Problem requirements:
All the records that follow need to be reproduced exactly. Omit the images.
┄┄┄┄┄┄
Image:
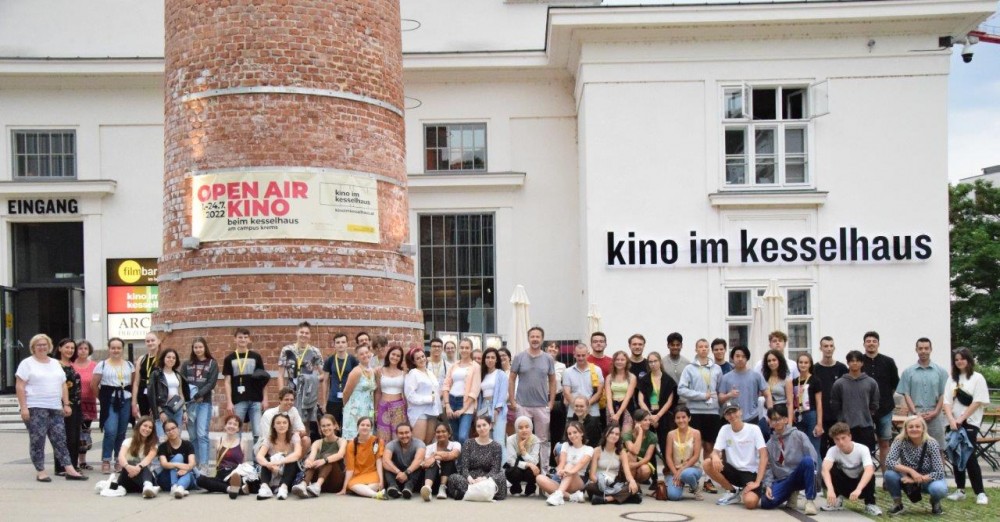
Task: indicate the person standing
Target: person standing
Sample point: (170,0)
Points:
(84,366)
(113,384)
(244,396)
(674,363)
(883,369)
(145,365)
(66,354)
(202,373)
(532,387)
(922,387)
(699,385)
(301,369)
(855,399)
(43,400)
(719,351)
(335,371)
(965,398)
(827,370)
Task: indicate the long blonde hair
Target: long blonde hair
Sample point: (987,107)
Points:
(923,425)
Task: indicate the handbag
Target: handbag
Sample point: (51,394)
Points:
(913,489)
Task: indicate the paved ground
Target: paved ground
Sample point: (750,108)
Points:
(26,499)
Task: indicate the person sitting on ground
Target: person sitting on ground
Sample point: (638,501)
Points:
(848,471)
(363,460)
(278,457)
(522,457)
(746,459)
(228,457)
(324,467)
(915,458)
(401,463)
(440,460)
(574,461)
(611,480)
(480,460)
(135,457)
(791,464)
(641,444)
(682,457)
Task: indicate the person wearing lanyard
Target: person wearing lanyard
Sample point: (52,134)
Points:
(146,365)
(301,370)
(335,371)
(243,396)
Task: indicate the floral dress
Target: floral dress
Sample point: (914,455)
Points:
(361,404)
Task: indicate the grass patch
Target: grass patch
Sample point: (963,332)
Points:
(964,510)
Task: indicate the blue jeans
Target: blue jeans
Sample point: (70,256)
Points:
(806,424)
(176,417)
(241,409)
(802,478)
(689,478)
(114,429)
(937,489)
(170,477)
(199,417)
(460,426)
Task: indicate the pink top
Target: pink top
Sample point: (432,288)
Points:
(88,402)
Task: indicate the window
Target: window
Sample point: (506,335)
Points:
(766,130)
(44,154)
(457,273)
(798,315)
(455,147)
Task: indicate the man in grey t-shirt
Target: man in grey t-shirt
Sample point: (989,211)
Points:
(743,385)
(401,463)
(532,389)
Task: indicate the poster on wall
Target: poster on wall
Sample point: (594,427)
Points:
(337,205)
(133,296)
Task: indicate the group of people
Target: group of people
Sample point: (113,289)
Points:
(468,424)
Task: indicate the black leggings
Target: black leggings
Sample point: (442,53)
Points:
(972,465)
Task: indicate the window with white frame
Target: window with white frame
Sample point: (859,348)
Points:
(44,154)
(798,312)
(766,130)
(454,147)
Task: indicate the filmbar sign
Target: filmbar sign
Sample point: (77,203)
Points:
(849,245)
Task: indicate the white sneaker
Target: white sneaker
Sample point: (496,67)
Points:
(836,506)
(731,497)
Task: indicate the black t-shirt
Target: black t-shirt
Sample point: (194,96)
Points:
(240,369)
(166,450)
(828,375)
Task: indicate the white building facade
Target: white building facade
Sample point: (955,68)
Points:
(574,148)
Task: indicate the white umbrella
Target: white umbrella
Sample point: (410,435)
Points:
(593,319)
(522,321)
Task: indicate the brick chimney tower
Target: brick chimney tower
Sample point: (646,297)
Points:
(285,193)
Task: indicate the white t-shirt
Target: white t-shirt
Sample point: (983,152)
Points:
(573,456)
(975,386)
(741,447)
(853,463)
(45,383)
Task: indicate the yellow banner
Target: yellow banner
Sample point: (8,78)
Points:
(332,205)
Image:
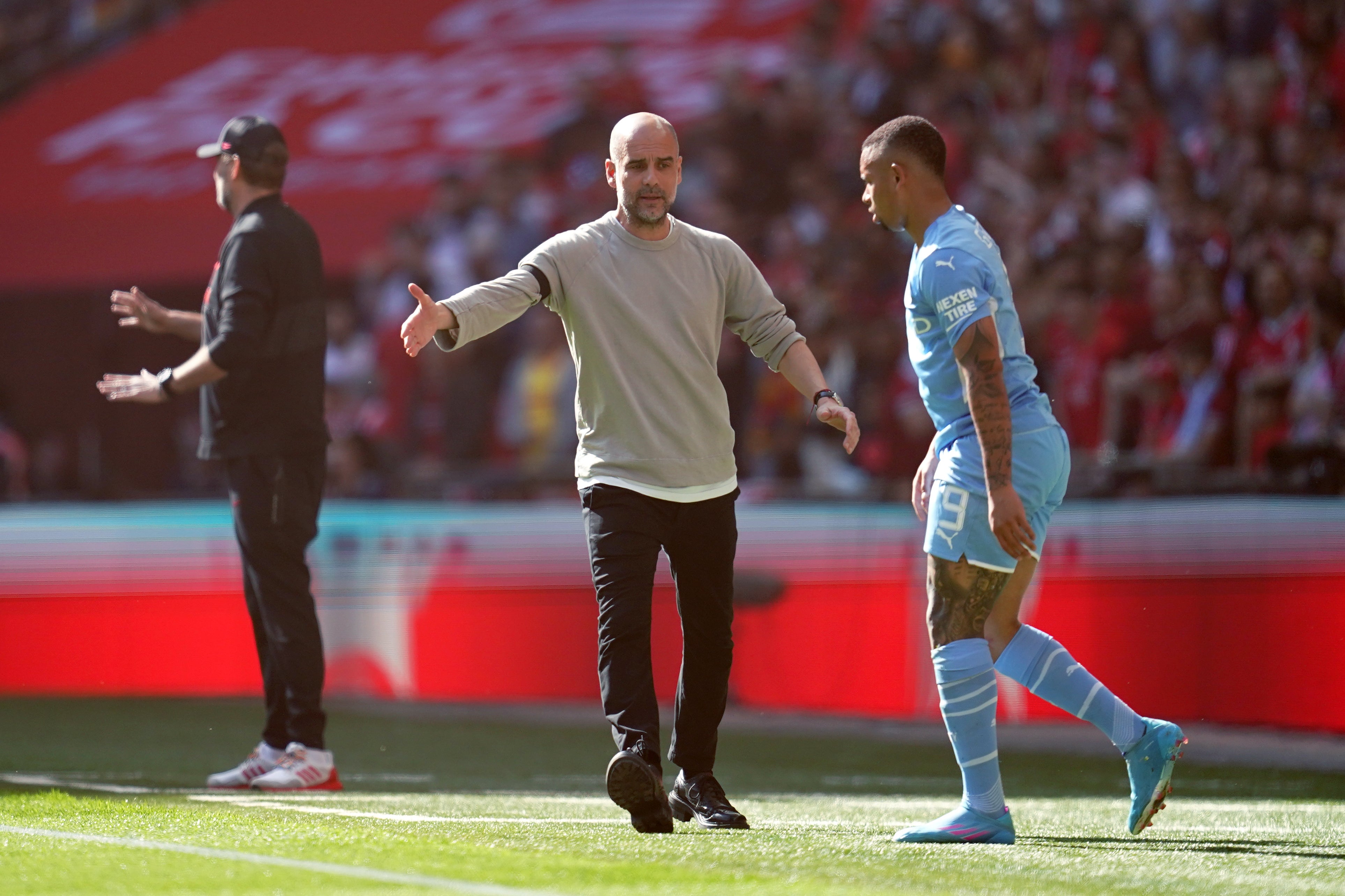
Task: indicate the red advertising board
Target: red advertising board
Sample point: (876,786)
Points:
(1225,611)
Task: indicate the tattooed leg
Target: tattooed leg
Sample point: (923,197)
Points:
(961,598)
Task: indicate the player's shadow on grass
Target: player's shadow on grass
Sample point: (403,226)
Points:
(1288,848)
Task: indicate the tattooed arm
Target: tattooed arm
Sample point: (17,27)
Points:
(978,357)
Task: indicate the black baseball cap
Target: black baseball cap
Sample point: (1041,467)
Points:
(244,136)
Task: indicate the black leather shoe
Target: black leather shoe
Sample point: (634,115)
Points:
(637,786)
(700,797)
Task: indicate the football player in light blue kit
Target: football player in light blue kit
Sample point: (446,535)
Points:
(996,471)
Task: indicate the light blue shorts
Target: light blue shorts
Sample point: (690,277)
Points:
(960,514)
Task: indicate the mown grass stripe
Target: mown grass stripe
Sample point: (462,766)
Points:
(279,861)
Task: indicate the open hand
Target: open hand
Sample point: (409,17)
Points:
(837,415)
(142,388)
(428,319)
(139,310)
(1009,523)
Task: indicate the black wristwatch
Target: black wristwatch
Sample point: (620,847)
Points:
(166,382)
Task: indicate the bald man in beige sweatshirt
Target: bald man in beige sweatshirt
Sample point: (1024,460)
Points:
(643,299)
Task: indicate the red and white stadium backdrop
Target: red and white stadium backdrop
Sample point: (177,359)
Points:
(101,185)
(1225,610)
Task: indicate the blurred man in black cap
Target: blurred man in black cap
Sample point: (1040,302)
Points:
(263,336)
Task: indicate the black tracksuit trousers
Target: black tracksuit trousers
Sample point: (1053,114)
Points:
(276,501)
(626,532)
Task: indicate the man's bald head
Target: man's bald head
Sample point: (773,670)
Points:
(645,169)
(642,131)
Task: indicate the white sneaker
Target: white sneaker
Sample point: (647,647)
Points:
(259,762)
(302,769)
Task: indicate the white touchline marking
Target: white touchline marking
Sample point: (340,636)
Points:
(299,864)
(460,820)
(495,820)
(47,781)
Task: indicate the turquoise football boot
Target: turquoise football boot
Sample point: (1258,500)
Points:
(1151,766)
(961,827)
┄┄┄┄┄┄
Reply to the task:
Image:
Task: indicate the person standing
Target: person standing
Sample point: (170,0)
Points:
(84,366)
(113,384)
(244,396)
(674,363)
(883,369)
(145,365)
(66,354)
(202,373)
(532,387)
(922,387)
(699,385)
(301,369)
(855,399)
(43,400)
(719,351)
(335,371)
(965,398)
(827,370)
Task: indicate the long blonde hair
Target: long blonde hair
Sample point: (987,107)
Points:
(923,425)
Task: indicate the handbag
Target: handbag
Sample point: (51,394)
Points:
(913,489)
Task: indicate the paved ground
Target: paved ground
Sample point: (750,108)
Points:
(26,499)
Task: indicate the person sitting on ground
Target: person sitting on ground
Sample point: (638,501)
Points:
(848,471)
(363,460)
(278,457)
(522,457)
(746,459)
(228,457)
(324,467)
(915,458)
(401,463)
(440,460)
(574,461)
(611,480)
(480,460)
(135,457)
(791,464)
(641,444)
(682,457)
Task: indicate the person wearing lanyard
Target: person wearing lanyard
Sample point: (52,134)
Points:
(146,365)
(301,370)
(335,371)
(243,396)
Task: indicate the floral dress
Target: floral dress
Sample point: (914,455)
Points:
(361,404)
Task: indicate the grass patch
Target: grass patch
Sample point: (963,332)
Points:
(964,510)
Task: indicate the blue jeans
Target: blue jeans
Sample point: (70,256)
Points:
(806,424)
(176,417)
(241,409)
(802,478)
(689,478)
(114,429)
(937,489)
(170,477)
(199,417)
(460,426)
Task: indicate the pink top
Target: pink top
Sample point: (432,288)
Points:
(88,402)
Task: indicate the window
Target: window
Sample point: (506,335)
Points:
(766,130)
(44,154)
(457,273)
(798,315)
(455,147)
Task: indicate the man in grey t-shirt
Target: man in grey t-shirt
Sample point: (989,211)
Points:
(743,385)
(401,463)
(532,389)
Task: indicate the poster on wall
Target: poster on wall
Sample point: (594,427)
Points:
(337,205)
(133,296)
Task: indicate the group of people
Target: group of people
Sample point: (113,289)
Points:
(468,424)
Task: indicate the black leggings
Target: black leggings
Sample point: (442,53)
Points:
(972,465)
Task: indicate the window with white frame
Target: window with white frame
Sample point: (859,348)
Points:
(44,154)
(798,312)
(766,130)
(454,147)
Task: indicate the filmbar sign
Target: filmbar sign
Sample point: (77,203)
Points:
(849,245)
Task: indicate the white sneaker
Target: white sneaker
Sample point: (496,67)
Points:
(836,506)
(731,497)
Task: indicate the black t-shirt
Target: black t-shirt
Sample point: (194,96)
Points:
(240,369)
(166,450)
(828,375)
Task: indicate the white building facade
Target: white building facade
Sample point: (955,68)
Points:
(574,148)
Task: indicate the white umbrella
Target: white umbrella
Sample point: (410,435)
Points:
(593,319)
(522,321)
Task: indicate the brick chimney tower
Target: brick chimney tower
Sample point: (646,297)
Points:
(285,193)
Task: indicate the white t-shirt
Target: white t-shirt
Sample point: (983,152)
Points:
(573,456)
(975,386)
(741,447)
(853,463)
(45,383)
Task: indicate the yellow banner
Target: yellow banner
Sample point: (8,78)
Points:
(332,205)
Image:
Task: indicate the red advertising board
Target: red advertising board
Sample point: (876,786)
Points:
(1225,611)
Task: indicate the tattooed leg
Target: tattooed leg
Sample point: (923,197)
Points:
(961,598)
Task: indicate the player's shadow on grass
Target: player's shadow on grass
Sample point: (403,226)
Points:
(1288,848)
Task: indicate the tattooed arm
Target: tattooed arm
Sample point: (17,27)
Points:
(978,357)
Task: indicate the black baseball cap
Target: black baseball cap
Sample point: (1041,467)
Points:
(244,136)
Task: indicate the black leather shoe
Target: black leather shoe
Sample point: (634,115)
Points:
(637,786)
(700,797)
Task: indicate the football player in light blue kit
Target: football player in light blue kit
Sample point: (446,535)
Points:
(996,471)
Task: indicate the light blue shorts
Target: light blue shorts
Sample point: (690,277)
Points:
(960,514)
Task: indicate the mown grass stripe
Target: mown grass stripe
Sample point: (462,766)
Points:
(279,861)
Task: indicate the open hand
Target: open hand
Sample point: (409,17)
Points:
(837,415)
(142,388)
(428,319)
(139,310)
(1009,523)
Task: indicate the black wristwatch
Target: black wristwatch
Sample point: (620,847)
Points:
(166,382)
Task: indicate the bald man in beige sweatshirt
Target: bald man in beige sweatshirt
Sample point: (1024,460)
Points:
(643,299)
Task: indicate the red and white stadium backdrop
Target: red and white stadium backdrop
Sample point: (177,359)
Points:
(101,185)
(1225,610)
Task: indicate the blurred man in black cap
Target: blurred man in black cap
Sample point: (1040,302)
Points:
(263,336)
Task: indicate the black tracksuit trousers
Target: black tracksuit trousers
Sample point: (1053,114)
Points:
(276,501)
(626,532)
Task: indicate the man's bald head
Target: man's bald head
Sample point: (773,670)
Points:
(645,169)
(642,131)
Task: indicate the white sneaker
Target: white sneaker
Sample point: (647,647)
Points:
(259,762)
(302,769)
Task: indicate the white touchline marking
Target: white touchline marking
Sample point: (340,636)
Points:
(299,864)
(460,820)
(495,820)
(47,781)
Task: indicate the turquoise football boot
Target: turquoise football boot
Sample point: (1258,500)
Points:
(1151,766)
(961,827)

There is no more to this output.